## [Passage shown]
I asked Claude to read two logs and assemble them in a single table for easy reading the other day. It takes me like 30 seconds to pull and toggle between the logs normally, but I figured it would be nice to have a skill to let the machine crunch it all onto a single page. After 5 minutes, it spat up a ball of Markdown with half the content truncated and summarized it in a way I didn't ask for and had no interest in.

If I had asked a human to do it, there's no way it would come to that conclusion because doing the wrong thing is literally more effort. Maybe the model did those things because "typical" requests want summarization so it's the implicit default, but IT SHOULDN'T BE MY RESPONSIBILITY TO GUESS THIS.

sfn42 6 days ago | parent [-]

You're just expecting too much. If a task takes you 30 seconds to do you're almost certainly better off doing it yourself than getting an LLM to do it. If it's a recurring task it might make sense to create a skill for it, and this is exactly the use case for skills. Give precise instructions so it does the task correctly, and save them for later so you can do it again easily.

I don't really get how you guys can be so demanding - this technology is magic. It's doing things that 5 years ago we could only dream of. It still blows my mind every time I paste a screenshot of some vague issue along with a quick and dirty prompt and it just gets it and gives me the right answer immediately.

In the hands of a competent user these things are absolutely incredible, I can develop solutions faster, with higher quality and less effort. So honestly man all you guys complaining that they aren't good enough? I can't help but think you guys must really not be very competent. Complaining about problems while the solution is staring you in the face.

hakfoo 5 days ago | parent [-]

> I don't really get how you guys can be so demanding - this technology is magic

That could be the problem. I suspect a lot of developers have spent years developing workflows and understandings based on the idea the machine is precise, repeatable, and does exactly as it's told. "Magic" is a very poor match for that strategy.

> Complaining about problems while the solution is staring you in the face.

Not quite sure what the "solution" is here. Am I supposed to try to restyle the prompt to be "quick and dirty" to give Claude more room to stretch and hopefully hit my desired goal? Or am I supposed to iterate repeatedly on the skill to add a harness of "don't truncate that, don't add a summary, etc" until it behaves how I want?

I'm not saying you're wrong. I think it's almost more like the difference between programming languages. If you come into writing FORTRAN with a TCL/Tk mindset, you're going to have a hard time getting what you want, but the industry understood that and made environments for both. I suspect right now, since the big market is outside the hardcore programmer market, they're going to focus on the "it does magic with vague prompts" version before the "it's reliable and precise with specific prompts" one.

## [Work to be completed]
List each distinct length of time that the thread above states with a number, in the order they first appear.

## [Supplied records]

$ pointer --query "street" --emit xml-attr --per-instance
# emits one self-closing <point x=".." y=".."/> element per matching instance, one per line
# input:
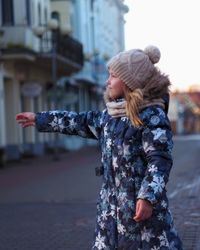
<point x="51" y="205"/>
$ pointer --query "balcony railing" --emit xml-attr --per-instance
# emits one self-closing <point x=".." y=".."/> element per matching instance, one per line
<point x="66" y="46"/>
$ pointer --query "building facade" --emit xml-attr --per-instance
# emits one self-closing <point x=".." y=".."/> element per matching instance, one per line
<point x="34" y="54"/>
<point x="53" y="55"/>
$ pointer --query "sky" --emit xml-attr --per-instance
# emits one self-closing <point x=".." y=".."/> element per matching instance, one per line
<point x="174" y="27"/>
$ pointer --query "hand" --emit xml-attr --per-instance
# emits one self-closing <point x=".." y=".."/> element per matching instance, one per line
<point x="144" y="210"/>
<point x="26" y="119"/>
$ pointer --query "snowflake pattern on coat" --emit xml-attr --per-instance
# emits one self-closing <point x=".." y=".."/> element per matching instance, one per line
<point x="136" y="162"/>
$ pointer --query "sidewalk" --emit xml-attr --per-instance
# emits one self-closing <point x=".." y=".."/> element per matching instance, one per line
<point x="44" y="189"/>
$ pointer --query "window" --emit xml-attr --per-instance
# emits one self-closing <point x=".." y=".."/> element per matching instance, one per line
<point x="7" y="12"/>
<point x="28" y="14"/>
<point x="39" y="15"/>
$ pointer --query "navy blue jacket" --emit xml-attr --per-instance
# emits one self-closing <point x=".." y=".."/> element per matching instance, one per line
<point x="136" y="162"/>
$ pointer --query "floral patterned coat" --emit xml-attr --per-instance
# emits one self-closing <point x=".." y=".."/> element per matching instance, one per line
<point x="136" y="165"/>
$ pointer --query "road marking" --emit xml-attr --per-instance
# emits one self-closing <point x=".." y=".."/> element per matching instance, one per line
<point x="195" y="184"/>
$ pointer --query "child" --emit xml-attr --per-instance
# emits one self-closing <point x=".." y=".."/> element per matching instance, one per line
<point x="136" y="143"/>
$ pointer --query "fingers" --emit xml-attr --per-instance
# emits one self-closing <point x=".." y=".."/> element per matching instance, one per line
<point x="25" y="123"/>
<point x="26" y="119"/>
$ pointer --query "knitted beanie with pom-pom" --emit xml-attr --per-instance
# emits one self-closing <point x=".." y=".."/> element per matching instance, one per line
<point x="134" y="67"/>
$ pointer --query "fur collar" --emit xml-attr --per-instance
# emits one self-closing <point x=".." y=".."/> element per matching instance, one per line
<point x="118" y="108"/>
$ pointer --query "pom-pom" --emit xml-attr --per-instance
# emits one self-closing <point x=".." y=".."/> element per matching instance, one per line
<point x="153" y="53"/>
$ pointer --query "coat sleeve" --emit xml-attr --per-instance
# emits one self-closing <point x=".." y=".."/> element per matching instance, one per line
<point x="84" y="124"/>
<point x="157" y="143"/>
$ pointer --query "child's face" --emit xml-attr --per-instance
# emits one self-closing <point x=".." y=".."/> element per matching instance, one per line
<point x="115" y="86"/>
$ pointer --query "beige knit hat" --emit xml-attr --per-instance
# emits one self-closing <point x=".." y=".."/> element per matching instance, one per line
<point x="135" y="66"/>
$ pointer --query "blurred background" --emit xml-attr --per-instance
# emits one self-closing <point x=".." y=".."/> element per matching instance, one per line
<point x="53" y="55"/>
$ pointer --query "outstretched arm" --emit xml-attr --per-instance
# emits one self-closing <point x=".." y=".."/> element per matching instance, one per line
<point x="85" y="124"/>
<point x="26" y="119"/>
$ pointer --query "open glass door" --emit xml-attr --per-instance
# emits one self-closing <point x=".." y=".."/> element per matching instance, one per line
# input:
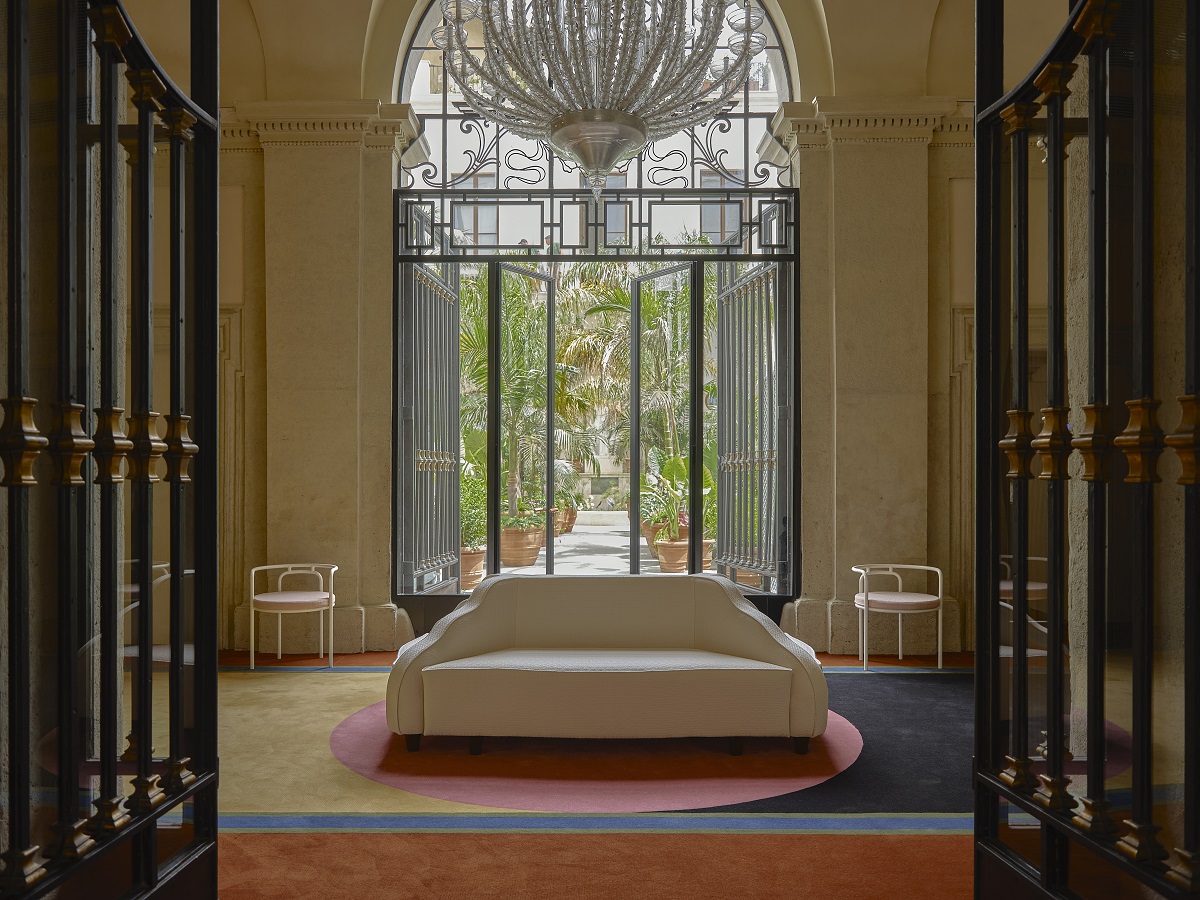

## [Response to the task]
30 seconds
5 minutes
6 days
5 years
5 days